* **DO THIS**
Rewrite the data from its start through the line holding "[(257, 371), (532, 293)]", inclusive, putting "object" wherever "target" appears and changing nothing else. Leave out the pictures.

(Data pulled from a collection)
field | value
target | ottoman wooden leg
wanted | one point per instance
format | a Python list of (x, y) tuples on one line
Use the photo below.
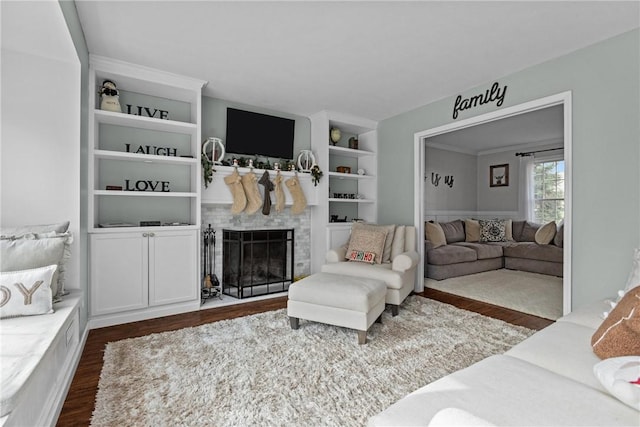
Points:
[(362, 337), (295, 322), (394, 309)]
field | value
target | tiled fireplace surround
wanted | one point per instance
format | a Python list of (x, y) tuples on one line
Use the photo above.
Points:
[(220, 217)]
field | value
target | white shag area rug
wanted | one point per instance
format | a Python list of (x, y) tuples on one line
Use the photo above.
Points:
[(257, 371), (532, 293)]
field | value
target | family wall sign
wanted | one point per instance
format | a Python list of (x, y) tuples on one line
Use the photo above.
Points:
[(494, 94)]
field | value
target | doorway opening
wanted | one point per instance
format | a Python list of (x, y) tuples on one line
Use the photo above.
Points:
[(421, 140)]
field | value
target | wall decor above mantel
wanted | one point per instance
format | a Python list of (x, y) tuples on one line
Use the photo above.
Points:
[(493, 94)]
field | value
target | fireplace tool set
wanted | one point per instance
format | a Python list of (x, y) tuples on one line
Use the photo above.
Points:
[(210, 283)]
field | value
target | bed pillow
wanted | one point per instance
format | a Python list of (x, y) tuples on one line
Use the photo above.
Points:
[(546, 233), (366, 245), (62, 227), (390, 229), (634, 276), (493, 230), (37, 250), (619, 334), (620, 376), (435, 234), (26, 292)]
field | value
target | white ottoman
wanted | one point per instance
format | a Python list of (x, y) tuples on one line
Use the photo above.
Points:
[(345, 301)]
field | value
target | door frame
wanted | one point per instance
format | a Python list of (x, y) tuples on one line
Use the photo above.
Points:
[(564, 99)]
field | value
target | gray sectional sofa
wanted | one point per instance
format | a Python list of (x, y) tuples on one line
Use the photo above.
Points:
[(460, 257)]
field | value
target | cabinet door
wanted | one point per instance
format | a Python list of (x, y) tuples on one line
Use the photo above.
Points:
[(119, 274), (173, 266)]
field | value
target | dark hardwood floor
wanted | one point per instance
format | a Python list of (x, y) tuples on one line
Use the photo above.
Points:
[(79, 403)]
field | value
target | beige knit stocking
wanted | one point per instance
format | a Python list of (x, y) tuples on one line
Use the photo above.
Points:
[(299, 201), (279, 193), (234, 183), (254, 200)]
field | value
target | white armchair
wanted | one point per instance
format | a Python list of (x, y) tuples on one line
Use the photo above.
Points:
[(399, 274)]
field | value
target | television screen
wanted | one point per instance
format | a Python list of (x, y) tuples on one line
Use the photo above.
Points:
[(259, 134)]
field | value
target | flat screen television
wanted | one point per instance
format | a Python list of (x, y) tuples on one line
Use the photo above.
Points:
[(259, 134)]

* **OUTPUT OF THE TASK**
field | value
object | ottoman wooden leg
wanted | one point per instance
format | a Python list of (x, y) tuples on one line
Use the photo below.
Points:
[(362, 337), (295, 322), (394, 309)]
field | value
object | tiled fireplace surround
wanted | one point per instance
format | a Python list of (x, y) tuples on one line
Use the photo above.
Points:
[(220, 217)]
field | value
object | white shag area rug
wanted | one point per instance
format | a Python list of (x, y) tuples on one line
Use the photo above.
Points:
[(257, 371), (532, 293)]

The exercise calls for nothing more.